* Goal
Copy everything from the line containing "outline sunlit leaf" down to the line containing "Draw the outline of every instance of the sunlit", replacing "instance" with "occurrence" and leaving everything else unchanged.
***** Provided data *****
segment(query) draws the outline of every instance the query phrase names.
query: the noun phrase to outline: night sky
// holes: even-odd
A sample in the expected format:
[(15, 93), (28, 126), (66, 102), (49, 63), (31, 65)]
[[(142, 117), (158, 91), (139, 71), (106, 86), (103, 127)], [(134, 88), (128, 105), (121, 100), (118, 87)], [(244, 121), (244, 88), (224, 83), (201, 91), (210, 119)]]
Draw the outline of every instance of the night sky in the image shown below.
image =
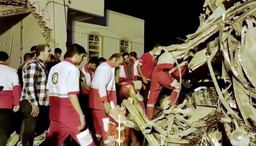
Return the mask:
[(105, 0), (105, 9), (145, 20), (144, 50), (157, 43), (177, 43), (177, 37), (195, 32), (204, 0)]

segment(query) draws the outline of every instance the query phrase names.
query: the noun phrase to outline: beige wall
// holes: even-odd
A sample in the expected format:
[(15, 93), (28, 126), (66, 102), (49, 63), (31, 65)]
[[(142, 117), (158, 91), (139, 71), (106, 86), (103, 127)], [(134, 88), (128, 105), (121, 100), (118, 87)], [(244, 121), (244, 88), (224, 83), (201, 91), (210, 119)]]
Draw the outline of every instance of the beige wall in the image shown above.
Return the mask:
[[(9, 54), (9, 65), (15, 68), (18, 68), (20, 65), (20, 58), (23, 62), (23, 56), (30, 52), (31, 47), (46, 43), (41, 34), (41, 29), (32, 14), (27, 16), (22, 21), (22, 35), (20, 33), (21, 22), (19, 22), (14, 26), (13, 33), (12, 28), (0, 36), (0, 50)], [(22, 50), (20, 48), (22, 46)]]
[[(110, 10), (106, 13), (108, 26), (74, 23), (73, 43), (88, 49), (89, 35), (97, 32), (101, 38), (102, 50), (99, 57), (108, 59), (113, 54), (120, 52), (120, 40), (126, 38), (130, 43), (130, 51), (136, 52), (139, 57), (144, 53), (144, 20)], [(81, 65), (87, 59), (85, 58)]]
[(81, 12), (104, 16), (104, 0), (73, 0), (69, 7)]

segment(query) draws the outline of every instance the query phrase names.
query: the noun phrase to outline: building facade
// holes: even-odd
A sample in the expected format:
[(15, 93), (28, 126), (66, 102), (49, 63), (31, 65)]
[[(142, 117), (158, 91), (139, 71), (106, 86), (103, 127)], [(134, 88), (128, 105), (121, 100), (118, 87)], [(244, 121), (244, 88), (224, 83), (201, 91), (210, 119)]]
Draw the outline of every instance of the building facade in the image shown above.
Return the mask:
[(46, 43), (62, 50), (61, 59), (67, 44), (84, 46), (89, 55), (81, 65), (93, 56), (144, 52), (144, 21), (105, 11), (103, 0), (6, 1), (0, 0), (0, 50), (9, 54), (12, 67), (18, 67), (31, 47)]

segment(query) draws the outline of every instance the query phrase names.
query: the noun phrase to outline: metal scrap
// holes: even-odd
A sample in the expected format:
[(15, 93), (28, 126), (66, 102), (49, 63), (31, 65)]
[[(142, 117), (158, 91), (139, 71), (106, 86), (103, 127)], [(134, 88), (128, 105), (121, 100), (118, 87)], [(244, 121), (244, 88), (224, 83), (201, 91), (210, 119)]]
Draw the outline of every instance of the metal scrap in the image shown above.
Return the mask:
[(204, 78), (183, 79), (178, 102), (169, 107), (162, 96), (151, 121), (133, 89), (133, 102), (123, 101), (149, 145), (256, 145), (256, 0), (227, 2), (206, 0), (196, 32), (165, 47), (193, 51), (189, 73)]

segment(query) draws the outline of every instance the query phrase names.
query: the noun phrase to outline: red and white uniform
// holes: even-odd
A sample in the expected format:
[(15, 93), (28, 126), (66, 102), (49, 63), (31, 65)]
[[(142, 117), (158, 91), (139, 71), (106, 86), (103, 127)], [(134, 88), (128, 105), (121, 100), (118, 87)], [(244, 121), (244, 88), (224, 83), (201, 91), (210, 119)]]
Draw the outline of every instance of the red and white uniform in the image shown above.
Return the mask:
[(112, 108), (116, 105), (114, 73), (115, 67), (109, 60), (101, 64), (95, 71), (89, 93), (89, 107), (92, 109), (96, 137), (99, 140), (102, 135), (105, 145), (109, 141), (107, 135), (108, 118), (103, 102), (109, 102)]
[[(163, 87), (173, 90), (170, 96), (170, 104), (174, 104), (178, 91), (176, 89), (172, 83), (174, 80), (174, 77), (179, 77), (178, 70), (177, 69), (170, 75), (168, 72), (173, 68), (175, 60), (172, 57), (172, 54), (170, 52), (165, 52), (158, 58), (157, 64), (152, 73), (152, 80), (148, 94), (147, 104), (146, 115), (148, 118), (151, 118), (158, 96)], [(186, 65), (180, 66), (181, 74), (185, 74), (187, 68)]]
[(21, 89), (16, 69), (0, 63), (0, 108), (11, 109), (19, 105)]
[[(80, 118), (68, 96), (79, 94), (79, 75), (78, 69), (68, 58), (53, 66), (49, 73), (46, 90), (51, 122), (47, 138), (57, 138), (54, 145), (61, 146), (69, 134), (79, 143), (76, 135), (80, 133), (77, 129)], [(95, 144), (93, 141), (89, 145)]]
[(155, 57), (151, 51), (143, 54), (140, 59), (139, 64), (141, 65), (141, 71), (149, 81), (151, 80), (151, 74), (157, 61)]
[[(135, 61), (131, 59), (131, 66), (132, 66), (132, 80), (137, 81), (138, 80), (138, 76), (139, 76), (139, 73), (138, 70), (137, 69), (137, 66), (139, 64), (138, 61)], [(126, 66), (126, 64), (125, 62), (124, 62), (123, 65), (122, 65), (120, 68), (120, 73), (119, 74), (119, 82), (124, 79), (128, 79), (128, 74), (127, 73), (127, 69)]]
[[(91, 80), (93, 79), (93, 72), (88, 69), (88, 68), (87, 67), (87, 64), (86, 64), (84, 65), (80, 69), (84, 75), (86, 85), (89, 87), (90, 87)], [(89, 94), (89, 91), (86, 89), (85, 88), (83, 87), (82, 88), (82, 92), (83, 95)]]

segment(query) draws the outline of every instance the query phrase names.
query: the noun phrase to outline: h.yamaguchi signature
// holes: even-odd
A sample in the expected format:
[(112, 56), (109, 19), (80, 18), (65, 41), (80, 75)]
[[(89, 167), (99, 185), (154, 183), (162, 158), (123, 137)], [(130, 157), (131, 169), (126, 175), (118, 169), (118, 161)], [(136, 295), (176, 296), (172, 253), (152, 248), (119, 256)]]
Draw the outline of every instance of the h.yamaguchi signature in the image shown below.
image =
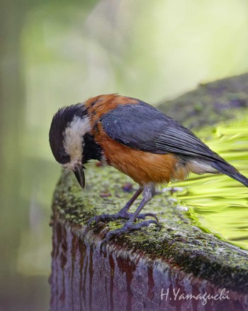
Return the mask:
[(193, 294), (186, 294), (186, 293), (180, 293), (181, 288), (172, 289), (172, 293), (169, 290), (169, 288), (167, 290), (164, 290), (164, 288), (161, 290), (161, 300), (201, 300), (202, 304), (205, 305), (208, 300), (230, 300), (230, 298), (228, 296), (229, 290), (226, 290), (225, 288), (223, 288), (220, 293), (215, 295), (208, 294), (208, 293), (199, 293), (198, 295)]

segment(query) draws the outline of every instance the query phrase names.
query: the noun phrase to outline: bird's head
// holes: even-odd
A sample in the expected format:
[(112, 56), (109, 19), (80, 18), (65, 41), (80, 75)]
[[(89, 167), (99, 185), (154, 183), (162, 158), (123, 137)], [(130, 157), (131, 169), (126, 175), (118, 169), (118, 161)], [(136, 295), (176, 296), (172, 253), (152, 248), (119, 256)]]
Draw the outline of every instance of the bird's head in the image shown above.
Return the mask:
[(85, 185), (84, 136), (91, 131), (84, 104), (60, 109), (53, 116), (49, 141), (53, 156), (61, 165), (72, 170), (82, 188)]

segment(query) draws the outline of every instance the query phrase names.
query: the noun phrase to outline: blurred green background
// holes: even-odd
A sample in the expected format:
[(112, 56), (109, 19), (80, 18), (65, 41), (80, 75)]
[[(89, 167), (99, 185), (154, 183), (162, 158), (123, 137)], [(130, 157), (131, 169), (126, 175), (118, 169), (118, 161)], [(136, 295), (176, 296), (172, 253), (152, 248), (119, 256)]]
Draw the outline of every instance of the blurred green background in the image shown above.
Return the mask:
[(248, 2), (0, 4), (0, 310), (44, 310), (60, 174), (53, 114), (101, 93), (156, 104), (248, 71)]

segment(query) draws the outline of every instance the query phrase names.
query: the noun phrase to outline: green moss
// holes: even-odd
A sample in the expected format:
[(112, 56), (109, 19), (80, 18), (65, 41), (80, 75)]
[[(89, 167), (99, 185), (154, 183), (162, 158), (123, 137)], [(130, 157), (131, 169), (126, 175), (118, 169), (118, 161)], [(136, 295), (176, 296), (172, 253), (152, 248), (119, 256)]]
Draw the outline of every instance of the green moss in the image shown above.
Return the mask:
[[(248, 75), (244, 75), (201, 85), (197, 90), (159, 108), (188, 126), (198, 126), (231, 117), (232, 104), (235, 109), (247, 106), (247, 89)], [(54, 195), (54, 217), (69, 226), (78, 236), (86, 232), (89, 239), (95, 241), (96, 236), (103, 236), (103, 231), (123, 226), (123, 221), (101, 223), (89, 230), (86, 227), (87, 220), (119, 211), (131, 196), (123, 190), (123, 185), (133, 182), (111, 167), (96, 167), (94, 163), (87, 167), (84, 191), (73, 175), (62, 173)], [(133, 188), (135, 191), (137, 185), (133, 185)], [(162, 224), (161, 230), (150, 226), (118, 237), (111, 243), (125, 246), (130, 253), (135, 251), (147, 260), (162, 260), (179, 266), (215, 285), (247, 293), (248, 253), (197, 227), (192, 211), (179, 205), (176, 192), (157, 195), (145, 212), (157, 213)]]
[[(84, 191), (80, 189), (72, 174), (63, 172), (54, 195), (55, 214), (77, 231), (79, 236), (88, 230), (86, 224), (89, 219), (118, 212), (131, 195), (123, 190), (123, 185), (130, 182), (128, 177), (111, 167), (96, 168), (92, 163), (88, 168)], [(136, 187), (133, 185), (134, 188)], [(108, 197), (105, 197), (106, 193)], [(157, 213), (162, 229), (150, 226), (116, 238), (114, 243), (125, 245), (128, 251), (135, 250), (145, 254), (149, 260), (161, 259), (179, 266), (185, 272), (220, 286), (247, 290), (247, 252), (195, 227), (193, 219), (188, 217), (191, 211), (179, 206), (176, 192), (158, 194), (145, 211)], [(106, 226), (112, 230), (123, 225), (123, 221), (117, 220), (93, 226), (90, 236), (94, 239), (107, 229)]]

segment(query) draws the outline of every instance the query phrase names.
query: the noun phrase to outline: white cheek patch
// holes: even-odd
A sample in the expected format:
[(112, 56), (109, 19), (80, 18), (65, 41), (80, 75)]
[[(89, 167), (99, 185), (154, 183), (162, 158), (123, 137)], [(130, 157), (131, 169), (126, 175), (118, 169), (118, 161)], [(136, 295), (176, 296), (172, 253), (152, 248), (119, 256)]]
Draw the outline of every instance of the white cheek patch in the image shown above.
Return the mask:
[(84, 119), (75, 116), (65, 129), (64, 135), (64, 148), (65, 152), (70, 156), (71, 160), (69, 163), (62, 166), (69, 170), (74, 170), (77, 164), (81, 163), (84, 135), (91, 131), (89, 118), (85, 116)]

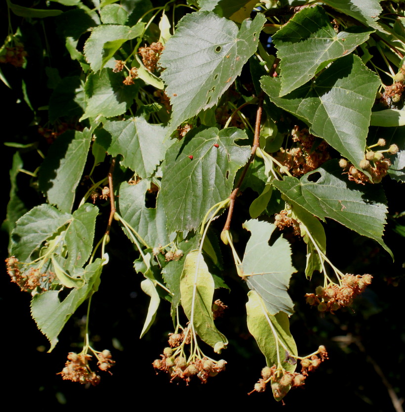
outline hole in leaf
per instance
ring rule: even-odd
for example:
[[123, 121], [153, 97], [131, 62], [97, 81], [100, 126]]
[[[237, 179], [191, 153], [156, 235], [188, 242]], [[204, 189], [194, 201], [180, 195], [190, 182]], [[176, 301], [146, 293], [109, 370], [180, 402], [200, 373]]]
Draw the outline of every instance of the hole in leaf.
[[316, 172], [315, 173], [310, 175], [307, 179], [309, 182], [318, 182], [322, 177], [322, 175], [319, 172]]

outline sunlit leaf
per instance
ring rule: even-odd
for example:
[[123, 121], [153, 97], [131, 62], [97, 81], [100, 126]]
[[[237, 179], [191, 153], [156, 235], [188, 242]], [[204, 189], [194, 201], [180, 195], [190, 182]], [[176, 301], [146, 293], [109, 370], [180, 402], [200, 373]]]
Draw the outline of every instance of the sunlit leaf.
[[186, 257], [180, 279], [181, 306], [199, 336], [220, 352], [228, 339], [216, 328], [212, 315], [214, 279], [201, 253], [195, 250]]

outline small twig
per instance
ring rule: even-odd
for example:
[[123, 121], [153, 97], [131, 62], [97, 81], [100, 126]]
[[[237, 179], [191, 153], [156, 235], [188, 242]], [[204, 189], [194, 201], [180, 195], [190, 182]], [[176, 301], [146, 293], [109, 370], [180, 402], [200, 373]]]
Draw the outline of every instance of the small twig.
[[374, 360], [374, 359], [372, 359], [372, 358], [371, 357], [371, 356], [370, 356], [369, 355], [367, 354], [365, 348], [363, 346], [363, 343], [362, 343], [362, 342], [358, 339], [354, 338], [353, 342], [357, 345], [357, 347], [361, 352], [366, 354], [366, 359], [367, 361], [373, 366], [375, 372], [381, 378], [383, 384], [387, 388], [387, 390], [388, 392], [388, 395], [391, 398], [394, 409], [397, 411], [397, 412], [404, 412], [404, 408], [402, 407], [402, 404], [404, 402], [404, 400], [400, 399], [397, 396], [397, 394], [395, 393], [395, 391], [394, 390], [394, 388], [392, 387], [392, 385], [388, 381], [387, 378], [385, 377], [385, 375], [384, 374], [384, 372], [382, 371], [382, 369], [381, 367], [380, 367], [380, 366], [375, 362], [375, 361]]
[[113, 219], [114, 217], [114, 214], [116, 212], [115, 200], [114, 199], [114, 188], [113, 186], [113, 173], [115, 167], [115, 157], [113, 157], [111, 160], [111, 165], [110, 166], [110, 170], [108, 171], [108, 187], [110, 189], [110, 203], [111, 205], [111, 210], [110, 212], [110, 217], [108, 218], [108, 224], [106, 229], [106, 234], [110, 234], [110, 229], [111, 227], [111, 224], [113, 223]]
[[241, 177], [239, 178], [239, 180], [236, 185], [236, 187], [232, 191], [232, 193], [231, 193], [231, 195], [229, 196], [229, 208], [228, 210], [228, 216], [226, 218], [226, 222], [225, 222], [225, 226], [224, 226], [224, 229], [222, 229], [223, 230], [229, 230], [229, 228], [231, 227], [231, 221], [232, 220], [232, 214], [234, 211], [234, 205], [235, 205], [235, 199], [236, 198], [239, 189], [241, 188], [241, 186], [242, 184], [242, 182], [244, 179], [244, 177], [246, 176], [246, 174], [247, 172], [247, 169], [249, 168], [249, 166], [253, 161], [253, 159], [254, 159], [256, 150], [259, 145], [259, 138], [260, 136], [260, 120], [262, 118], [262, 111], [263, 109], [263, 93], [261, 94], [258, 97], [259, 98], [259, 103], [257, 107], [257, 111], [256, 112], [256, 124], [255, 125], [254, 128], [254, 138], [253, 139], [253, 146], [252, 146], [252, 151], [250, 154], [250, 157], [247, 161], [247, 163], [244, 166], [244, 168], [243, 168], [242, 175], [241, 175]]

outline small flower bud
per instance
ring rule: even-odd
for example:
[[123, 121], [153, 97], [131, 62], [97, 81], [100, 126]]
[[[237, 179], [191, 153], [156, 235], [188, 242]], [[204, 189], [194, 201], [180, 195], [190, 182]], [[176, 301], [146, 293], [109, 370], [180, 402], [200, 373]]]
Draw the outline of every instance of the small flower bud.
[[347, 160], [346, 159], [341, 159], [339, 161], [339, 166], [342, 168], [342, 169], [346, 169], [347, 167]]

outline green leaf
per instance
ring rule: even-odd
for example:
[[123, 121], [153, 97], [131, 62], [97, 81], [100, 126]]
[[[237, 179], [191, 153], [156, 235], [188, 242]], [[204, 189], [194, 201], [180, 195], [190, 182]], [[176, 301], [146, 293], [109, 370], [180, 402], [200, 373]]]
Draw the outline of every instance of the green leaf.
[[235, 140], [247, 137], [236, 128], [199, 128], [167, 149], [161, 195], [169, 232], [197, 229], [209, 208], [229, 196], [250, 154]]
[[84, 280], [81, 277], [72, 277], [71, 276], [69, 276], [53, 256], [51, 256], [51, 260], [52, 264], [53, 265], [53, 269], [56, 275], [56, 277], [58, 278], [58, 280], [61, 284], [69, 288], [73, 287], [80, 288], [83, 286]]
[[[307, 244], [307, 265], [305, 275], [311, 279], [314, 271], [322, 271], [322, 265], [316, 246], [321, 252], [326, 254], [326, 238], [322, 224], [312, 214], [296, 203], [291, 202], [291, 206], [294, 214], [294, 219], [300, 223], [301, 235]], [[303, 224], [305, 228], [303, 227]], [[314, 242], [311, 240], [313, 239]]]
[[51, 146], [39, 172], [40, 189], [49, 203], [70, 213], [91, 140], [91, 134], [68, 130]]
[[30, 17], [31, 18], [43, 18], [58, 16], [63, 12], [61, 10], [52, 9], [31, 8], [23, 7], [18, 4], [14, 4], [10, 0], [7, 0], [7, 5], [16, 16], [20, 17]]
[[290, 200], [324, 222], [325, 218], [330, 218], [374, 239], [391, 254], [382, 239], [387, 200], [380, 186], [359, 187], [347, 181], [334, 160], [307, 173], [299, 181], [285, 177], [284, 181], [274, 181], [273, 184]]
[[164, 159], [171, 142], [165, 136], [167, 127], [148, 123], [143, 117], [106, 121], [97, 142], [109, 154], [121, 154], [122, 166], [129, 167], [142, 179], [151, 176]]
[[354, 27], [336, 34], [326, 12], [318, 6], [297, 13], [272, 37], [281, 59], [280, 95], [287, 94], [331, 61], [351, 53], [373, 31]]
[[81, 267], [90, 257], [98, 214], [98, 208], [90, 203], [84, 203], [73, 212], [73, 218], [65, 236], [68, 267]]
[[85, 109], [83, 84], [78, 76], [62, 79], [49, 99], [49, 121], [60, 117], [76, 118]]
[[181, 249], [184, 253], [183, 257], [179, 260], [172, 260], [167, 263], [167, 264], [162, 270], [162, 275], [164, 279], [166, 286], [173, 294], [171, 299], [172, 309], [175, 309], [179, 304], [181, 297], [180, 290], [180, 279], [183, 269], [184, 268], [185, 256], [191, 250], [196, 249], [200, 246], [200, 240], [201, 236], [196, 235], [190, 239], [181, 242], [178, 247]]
*****
* Answer for the task
outline sunlit leaf
per occurrence
ring rule: even-odd
for example:
[[123, 121], [153, 97], [131, 62], [97, 81], [100, 126]]
[[[237, 179], [191, 153], [156, 235], [188, 242]], [[204, 189], [194, 201], [180, 195], [190, 182]], [[176, 301], [146, 293], [109, 370], [180, 402], [200, 373]]]
Draw the outline of every occurrence of the sunlit leaf.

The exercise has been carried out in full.